* Job 1 *
Count the lines in the records below that contain the word "deer", and give only that number.

Opinion | Gossip as an Essential Tool of Teaching (and It Is No Joke)

Reading Time: 8 minutesTeaching needs to return to the ancient practice of education as testimony, one in which our personality is present behind the knowledge we share. We must strive for authenticity even in the face of norms and normalities, and let nothing hide who we are.

Opinion | Gossip as an Essential Tool of Teaching (and It Is No Joke)
Photo: George Pak.
Reading time 8 minutes
Reading Time: 8 minutes

A few days ago, I attended a talk on emotional intelligence given by members of Tec’s RULER program. One of the topics that inspired me to reflect on several things is how the science of psychology helps us understand what is happening behind people’s behavior, that is, inside; when it is not revealed to us immediately, intuitively, it generates confusion. For example, when we face what we consider someone’s impolite treatment, the theory reminds us not to jump to conclusions but to open ourselves to interpreting their behavior differently: Perhaps the person is distracted, focused on another topic, or annoyed with someone other than us. Considering that possibility can prevent an undesirable reaction on our part.

This simple approach, which we all know but struggle to practice, unleashed a multitude of ideas in me about the various resources that human beings have to discern the true intentions of others.

Why are we so paranoid? Well, simple survival: “A single traitor can defeat a thousand brave men,” sings Alfredo Zitarrosa. We have to be on guard against people like this to stop them. But we also must know how to distinguish the innocent. I recall what historian Yuval Noah Harari tells us about how, in the past, when we still formed relatively small, primitive communities, the way to get to know each other was through something he calls chismorreo (gossip). Hordes of more than a hundred people maintained their community cohesion by talking to one another and warning each other about the behavior of various members. The people themselves exposed to others what one did or did not do, allowing at least conjecture about what was behind the appearance.

* Job 2 *
Write the next part of the opinion piece above on gossip as a teaching tool, picking up after its final sentence.

* Information provided *
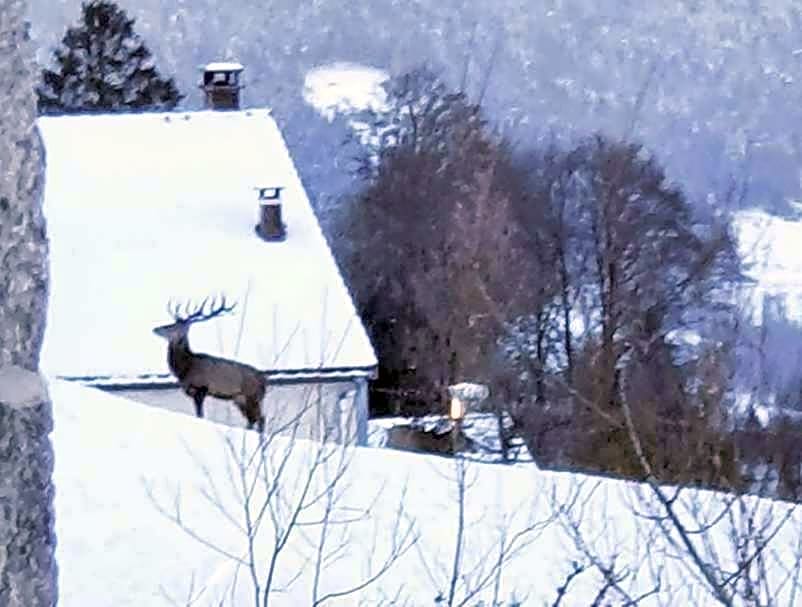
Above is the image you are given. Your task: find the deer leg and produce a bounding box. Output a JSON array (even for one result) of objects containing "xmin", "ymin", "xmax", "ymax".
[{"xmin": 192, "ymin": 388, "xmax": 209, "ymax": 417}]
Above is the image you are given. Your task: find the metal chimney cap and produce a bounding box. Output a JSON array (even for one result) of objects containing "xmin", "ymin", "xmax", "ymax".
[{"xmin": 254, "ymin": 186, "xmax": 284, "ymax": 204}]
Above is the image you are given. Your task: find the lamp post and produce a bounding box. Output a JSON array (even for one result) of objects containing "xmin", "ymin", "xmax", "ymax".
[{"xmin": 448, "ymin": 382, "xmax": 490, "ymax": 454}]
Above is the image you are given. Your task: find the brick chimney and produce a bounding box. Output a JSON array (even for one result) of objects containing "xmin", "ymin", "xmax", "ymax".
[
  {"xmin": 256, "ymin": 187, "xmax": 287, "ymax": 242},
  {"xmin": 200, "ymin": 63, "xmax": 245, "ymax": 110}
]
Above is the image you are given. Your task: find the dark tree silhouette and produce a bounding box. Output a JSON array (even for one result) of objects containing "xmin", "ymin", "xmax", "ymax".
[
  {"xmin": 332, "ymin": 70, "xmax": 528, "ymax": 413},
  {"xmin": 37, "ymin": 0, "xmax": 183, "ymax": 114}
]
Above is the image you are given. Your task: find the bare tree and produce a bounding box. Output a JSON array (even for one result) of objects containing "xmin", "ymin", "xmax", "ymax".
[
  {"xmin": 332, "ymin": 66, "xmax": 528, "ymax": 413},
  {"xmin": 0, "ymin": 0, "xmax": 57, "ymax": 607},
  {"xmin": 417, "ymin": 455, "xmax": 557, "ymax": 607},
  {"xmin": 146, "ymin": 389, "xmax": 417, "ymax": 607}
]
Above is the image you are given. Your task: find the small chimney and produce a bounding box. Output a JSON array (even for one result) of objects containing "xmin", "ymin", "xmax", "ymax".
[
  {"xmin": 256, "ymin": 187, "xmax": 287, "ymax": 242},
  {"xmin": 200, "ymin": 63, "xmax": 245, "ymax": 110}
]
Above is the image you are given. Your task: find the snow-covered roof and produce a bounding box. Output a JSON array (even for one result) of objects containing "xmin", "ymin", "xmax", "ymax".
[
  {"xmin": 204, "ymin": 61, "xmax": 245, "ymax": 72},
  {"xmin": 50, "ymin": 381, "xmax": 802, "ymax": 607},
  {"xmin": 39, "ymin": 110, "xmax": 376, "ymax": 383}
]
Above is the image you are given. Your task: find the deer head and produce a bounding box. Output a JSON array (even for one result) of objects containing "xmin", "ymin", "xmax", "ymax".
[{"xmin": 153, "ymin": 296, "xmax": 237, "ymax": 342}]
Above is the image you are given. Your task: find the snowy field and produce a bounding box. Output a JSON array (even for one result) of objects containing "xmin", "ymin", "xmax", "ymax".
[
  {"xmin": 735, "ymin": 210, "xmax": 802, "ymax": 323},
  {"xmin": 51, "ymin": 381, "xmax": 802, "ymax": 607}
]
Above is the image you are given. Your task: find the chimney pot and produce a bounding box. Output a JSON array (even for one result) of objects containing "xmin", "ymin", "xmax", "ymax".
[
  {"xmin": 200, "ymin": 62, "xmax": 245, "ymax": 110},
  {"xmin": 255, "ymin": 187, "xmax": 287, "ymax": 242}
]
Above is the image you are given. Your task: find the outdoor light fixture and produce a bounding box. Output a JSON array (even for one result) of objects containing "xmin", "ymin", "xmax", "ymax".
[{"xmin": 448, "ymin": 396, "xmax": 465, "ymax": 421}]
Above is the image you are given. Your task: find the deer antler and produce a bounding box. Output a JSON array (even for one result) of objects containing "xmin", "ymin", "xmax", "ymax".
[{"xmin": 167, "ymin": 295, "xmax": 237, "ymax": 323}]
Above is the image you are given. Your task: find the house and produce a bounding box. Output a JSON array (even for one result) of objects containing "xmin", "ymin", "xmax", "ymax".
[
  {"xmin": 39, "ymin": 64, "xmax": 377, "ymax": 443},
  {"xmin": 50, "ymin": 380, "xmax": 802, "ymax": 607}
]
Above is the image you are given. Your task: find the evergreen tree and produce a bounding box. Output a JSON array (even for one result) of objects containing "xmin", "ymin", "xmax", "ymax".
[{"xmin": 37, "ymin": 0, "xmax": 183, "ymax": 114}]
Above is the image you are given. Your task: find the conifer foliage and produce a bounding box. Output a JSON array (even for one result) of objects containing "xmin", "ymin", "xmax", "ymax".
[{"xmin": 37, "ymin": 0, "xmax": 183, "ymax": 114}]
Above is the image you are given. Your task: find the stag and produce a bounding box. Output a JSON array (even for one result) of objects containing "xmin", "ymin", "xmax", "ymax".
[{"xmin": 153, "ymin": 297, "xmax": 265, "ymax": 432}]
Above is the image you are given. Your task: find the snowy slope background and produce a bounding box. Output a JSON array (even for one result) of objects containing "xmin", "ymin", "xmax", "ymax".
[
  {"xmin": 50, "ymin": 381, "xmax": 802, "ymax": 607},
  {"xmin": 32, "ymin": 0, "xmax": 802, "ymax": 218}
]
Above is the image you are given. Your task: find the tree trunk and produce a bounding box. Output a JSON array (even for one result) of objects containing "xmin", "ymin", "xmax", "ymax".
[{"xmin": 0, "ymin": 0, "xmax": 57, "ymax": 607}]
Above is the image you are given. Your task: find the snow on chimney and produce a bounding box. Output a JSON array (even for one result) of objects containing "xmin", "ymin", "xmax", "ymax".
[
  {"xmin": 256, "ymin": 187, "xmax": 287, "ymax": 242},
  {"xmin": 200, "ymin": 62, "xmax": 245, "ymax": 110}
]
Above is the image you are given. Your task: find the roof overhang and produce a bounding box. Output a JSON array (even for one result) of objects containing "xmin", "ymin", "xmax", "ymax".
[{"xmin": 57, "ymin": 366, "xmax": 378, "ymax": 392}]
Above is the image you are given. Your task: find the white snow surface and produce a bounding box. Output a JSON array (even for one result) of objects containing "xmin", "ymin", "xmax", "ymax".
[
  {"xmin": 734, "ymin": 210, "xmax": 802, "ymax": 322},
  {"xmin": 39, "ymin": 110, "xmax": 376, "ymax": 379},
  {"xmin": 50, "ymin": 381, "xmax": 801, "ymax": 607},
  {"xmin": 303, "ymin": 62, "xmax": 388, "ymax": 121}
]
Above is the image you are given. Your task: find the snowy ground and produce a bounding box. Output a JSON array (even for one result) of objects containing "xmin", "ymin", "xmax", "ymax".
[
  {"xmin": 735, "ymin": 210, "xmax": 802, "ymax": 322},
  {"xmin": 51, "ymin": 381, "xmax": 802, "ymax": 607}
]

* Written reply 1 *
3

* Written reply 2 *
I imagine that the larger the group grew, the more detailed the descriptions must be; these would now not be limited to mentioning “general” behaviors (theft, aggression, cooperation, healing) but more subtle, personalized details that would help to better distinguish some members from others, developing more effective coexistence tactics.

Before gossip, Harari says, there were no proper human groups (so gossip is at least one of our origins). The communication by gestures and noises of our non-human ancestors allowed them to remain alert to external predators. Still, it did not attain the subtlety necessary to describe members of their group. To trust or not to trust someone in our pack, we had to testify to their behavior ourselves. This “having to see to know” meant that the groups could not be too large: no one should lose sight of the other. On the other hand, the appearance of language made it possible to begin to “tertiar”, that is, to gossip about others, to talk about them (for the good or bad) behind their backs, making them known even to those who had never met them. (This has made me think that proper names would have arisen, above all, to refer to that third party who suddenly appeared in the conversation without being present; in other words, our names serve not so much to introduce or address us as to talk about us when we are not there.)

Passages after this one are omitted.